To do:
Without changing anything, output the records below.

Data for this task:
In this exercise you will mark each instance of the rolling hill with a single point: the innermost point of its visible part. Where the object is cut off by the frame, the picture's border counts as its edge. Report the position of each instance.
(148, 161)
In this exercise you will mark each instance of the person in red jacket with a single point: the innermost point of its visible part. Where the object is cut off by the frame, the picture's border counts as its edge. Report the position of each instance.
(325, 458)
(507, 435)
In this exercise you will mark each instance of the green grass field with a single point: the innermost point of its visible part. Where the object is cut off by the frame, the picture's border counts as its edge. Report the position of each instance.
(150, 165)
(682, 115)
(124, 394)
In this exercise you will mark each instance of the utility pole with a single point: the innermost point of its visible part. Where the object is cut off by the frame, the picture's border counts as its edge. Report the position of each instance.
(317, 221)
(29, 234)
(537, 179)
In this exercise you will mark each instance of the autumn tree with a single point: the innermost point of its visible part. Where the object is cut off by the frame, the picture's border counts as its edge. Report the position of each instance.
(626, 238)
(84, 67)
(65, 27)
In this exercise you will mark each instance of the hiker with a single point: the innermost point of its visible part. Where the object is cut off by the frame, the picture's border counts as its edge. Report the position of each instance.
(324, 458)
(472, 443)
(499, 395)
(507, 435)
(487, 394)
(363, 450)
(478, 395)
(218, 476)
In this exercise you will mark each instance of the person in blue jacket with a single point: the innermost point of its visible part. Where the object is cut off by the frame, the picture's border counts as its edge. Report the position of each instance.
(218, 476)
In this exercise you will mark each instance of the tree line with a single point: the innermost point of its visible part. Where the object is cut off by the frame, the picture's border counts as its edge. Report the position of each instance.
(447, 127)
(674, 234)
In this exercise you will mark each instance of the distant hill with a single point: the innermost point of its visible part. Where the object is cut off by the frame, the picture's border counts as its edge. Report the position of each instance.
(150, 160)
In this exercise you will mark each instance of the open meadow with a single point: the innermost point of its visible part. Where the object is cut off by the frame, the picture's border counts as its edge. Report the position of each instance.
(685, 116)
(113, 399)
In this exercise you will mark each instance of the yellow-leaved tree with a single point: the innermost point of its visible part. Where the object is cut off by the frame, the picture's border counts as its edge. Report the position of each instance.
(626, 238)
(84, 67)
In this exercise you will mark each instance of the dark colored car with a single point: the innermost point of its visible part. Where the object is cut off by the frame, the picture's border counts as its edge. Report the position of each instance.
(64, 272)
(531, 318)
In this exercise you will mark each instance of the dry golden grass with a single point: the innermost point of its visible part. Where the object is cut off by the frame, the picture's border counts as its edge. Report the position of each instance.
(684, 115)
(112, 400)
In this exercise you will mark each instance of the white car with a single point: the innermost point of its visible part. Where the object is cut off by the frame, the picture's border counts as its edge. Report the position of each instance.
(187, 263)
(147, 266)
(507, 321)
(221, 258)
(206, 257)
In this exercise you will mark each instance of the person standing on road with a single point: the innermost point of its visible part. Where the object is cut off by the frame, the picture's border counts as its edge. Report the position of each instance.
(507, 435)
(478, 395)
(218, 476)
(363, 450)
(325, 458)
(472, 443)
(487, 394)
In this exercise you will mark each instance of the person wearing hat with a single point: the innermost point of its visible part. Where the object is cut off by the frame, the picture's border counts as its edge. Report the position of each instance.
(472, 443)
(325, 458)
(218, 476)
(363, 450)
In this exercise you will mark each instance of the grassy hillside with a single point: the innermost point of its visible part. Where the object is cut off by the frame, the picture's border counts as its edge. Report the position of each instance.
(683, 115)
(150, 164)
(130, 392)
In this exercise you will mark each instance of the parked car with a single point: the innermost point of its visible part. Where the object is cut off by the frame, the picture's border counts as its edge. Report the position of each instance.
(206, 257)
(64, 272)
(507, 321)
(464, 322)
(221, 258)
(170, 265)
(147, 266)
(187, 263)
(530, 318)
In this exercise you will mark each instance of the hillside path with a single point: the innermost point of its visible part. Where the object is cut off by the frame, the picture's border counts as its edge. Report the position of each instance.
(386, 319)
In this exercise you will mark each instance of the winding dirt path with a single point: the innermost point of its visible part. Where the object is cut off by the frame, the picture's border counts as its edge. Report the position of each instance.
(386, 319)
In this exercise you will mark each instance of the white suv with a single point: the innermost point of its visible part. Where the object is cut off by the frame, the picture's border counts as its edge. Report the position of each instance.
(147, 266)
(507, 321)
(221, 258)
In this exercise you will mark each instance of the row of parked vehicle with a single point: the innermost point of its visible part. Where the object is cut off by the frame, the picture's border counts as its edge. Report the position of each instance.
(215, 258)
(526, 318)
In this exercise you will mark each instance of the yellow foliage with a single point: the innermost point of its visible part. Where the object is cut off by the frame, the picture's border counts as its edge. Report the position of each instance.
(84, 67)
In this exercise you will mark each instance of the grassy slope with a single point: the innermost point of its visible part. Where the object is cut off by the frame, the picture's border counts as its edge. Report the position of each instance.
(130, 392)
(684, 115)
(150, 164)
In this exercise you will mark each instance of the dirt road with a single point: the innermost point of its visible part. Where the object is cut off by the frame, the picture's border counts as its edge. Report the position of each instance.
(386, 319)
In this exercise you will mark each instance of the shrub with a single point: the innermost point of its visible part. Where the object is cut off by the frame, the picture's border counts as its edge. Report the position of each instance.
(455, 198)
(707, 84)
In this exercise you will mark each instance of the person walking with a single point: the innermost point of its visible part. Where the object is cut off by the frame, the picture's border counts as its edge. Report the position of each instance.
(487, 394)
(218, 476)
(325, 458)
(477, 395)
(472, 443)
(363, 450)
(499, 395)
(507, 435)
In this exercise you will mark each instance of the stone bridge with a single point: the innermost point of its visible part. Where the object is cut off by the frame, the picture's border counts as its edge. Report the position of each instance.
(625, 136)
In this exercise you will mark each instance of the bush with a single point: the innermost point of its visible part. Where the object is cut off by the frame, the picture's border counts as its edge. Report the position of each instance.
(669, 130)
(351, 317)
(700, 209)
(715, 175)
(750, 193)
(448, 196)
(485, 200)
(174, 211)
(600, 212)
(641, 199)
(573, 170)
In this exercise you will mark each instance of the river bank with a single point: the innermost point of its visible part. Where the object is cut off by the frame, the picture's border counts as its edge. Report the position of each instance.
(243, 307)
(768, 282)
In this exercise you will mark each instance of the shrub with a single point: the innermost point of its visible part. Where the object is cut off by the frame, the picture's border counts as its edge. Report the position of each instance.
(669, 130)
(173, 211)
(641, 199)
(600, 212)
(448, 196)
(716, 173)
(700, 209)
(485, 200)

Output of the task:
In this exercise you will mark each instance of the rolling hill with a single point: the innermost point of its visible part. Where the object is cut off by the frame, the picture's border counts as its edge. Report the position of each instance.
(148, 161)
In this exercise you will mark each instance of the person in red jacket with a single point: the innermost point of its visible part. Where the object is cut off by the frame, the picture's border counts as its edge. Report the position of each instance.
(325, 458)
(507, 435)
In this exercise you will mark each instance of the green grass field with a single point: the innermost point of its visible part. Where the object is cut off by the frame, the picture's border counts as its edge. Report the position of each instance.
(150, 165)
(682, 115)
(124, 394)
In this exercise you will mark each instance of the utility pole with a single point: the innermost point of its visible part. Where the object is cut off by the frame, the picture's border counts as its edge. Report the position of each instance.
(317, 221)
(29, 234)
(537, 179)
In this exercise you will mark each instance of the autumn tree with a single point: the innermost point of its visible part. Where the object is cut off by the frame, the picture's border counts as its edge. Report the position of each instance.
(626, 238)
(84, 67)
(65, 27)
In this exercise you will mark each instance of the hiker with a single point: the innermost point of its visible part. Where the object is cut off by the frame, the picture's border counts as its edge. Report the position of each instance.
(324, 458)
(472, 443)
(499, 395)
(507, 435)
(487, 394)
(363, 450)
(478, 395)
(218, 476)
In this exercise you will mark each instance of the person in blue jacket with a single point: the innermost point of its visible part. Where the object is cut off by the frame, the picture's border counts as its edge. Report the position of each instance.
(218, 476)
In this exercise you will mark each instance of the tree line with a single point: the innermost point of its visible part. Where the object is cut off by the frame, the picture's border counts as its edge. Report the position of each instance.
(447, 127)
(674, 234)
In this exercise you will mark each instance of the distant hill with a single point: the innermost point of its visible part. Where the object is cut off by the frame, the picture's border counts as its edge. Report the position of each instance.
(150, 160)
In this exercise you will mark each instance of the open meadow with a single point: the innermost point of its visible part. Where the object is cut off by the frame, the picture's border counts as its edge. Report the position of each instance.
(685, 116)
(113, 399)
In this exercise you will mark each instance of the yellow-leaved tree with a single point: the innermost point of its visible part. Where the object is cut off by the frame, the picture's border counts as its edge. Report the position of each instance.
(626, 238)
(84, 67)
In this exercise you will mark each instance of the dark colored car with a single point: the innermost point of its visible part. Where the object is cut off by the frame, the picture's border counts as its edge. Report the position of each instance.
(64, 272)
(531, 318)
In this exercise you will mark each instance of the dry golden grass with a single point: the innermost point of its visible part. Where the object is cut off by the frame, the picture's border counts as its edge. Report the position of each instance.
(684, 115)
(112, 400)
In this exercise you will mark each instance of the white car with a single point: the innermost point of its visible part. Where the object is cut off by the frame, the picture's border counts as its edge. Report the position of each instance.
(187, 263)
(147, 266)
(507, 321)
(221, 258)
(206, 257)
In this exercise you will mark each instance of the person standing on road with a single point: the innermost point of its visible part. Where the object is cut off by the frame, the picture's border counts as its edge. Report the position of each instance.
(507, 435)
(478, 395)
(218, 476)
(363, 450)
(325, 458)
(472, 443)
(487, 394)
In this exercise you will mark each instance of the person wearing hat with a single point: the innermost point of its visible part. Where the object is cut off by the frame, the picture's border counts as its edge. Report the position of each instance.
(472, 443)
(325, 458)
(218, 476)
(363, 450)
In this exercise you will mark each instance of the grassy hillside with a single point: the innermost point of its visible part. Where the object is cut off by the frame, the picture's border counts as its edge. Report the position of each instance.
(683, 115)
(150, 164)
(130, 392)
In this exercise you will mark each instance of the parked car with a single point: the innermost point of its visible part. Where the object is cut off by the frame, the picture's border counts as its edge. Report the position of each instance.
(206, 257)
(64, 272)
(507, 321)
(464, 322)
(221, 258)
(170, 265)
(147, 266)
(187, 263)
(530, 318)
In this exercise you will mark each instance of the hillside path with a single point: the innermost point of its visible part. Where the object is cut off by the frame, the picture's border counts as its edge. Report the position of each instance.
(386, 319)
In this exercise you will mark each instance of the winding dirt path with a single point: the innermost point of its visible part. Where the object is cut off by the frame, the picture's border counts as its edge. Report the position of each instance.
(386, 319)
In this exercise you will mark each instance of the white suv with a single point: the innermost point of its visible part. Where the object is cut off by the frame, the picture's border counts as its edge. Report the position of each instance.
(147, 266)
(507, 321)
(221, 258)
In this exercise you will mark each instance of the row of parked vehicle with a single point: the innermost point of its visible part. Where the object is cut off by the frame, the picture's border counts as its edge. Report the position of each instance.
(215, 258)
(526, 318)
In this exercise you will mark each instance of the yellow foliage with a single point: the innermost point of its visible part. Where the object is cut off by the frame, the picture's border counts as its edge. Report the position of each instance.
(84, 67)
In this exercise you will mark each instance of the grassy slope with a single point: the innermost point of its visible part. Where the object is cut off by the frame, the picture's border counts as its edge. Report the position of each instance.
(130, 392)
(684, 115)
(150, 164)
In this exercise you will mark each instance of the dirt road with a single point: the innermost point of its visible part. Where the object is cut off by the frame, the picture's border counts as its edge. Report the position of each instance.
(386, 319)
In this exercise you will mark each instance of the shrub with a single point: the innermost point of its visible part. Where the object is cut off by the frame, the picture's border counts as its edge. Report the position of each instance.
(455, 198)
(707, 84)
In this exercise you will mark each instance of the person walking with a single point: the innermost point of its visible part. Where the object is cut off by the frame, the picture's border counts as its edge. Report the position of each instance.
(487, 394)
(218, 476)
(325, 458)
(477, 395)
(472, 443)
(363, 450)
(499, 395)
(507, 435)
In this exercise you will mark each instance of the stone bridge with a single point: the innermost point of its visible part. Where the object is cut off by the frame, the picture's border counts as its edge. Report the position of each instance.
(625, 136)
In this exercise you will mark each instance of the bush with a single point: the innermost point of its visible part. Where the object is cut off by the frame, the picture's border counts as its edge. Report the position of each instance.
(669, 130)
(351, 317)
(700, 209)
(715, 175)
(750, 193)
(448, 196)
(485, 200)
(174, 211)
(600, 212)
(641, 199)
(573, 170)
In this exercise you will mark each instance of the river bank with a single point: the innermost point of its visible part. Where the object is cut off by the frame, the picture's border counts as its edge. Report the position of each instance.
(243, 307)
(768, 282)
In this exercise you will mark each instance of the shrub with a single point: the innermost point of its visible part. Where the object is cut off by the frame, the picture's border counts as its edge. Report the position of each instance.
(669, 130)
(173, 211)
(641, 199)
(600, 212)
(448, 196)
(716, 173)
(700, 209)
(485, 200)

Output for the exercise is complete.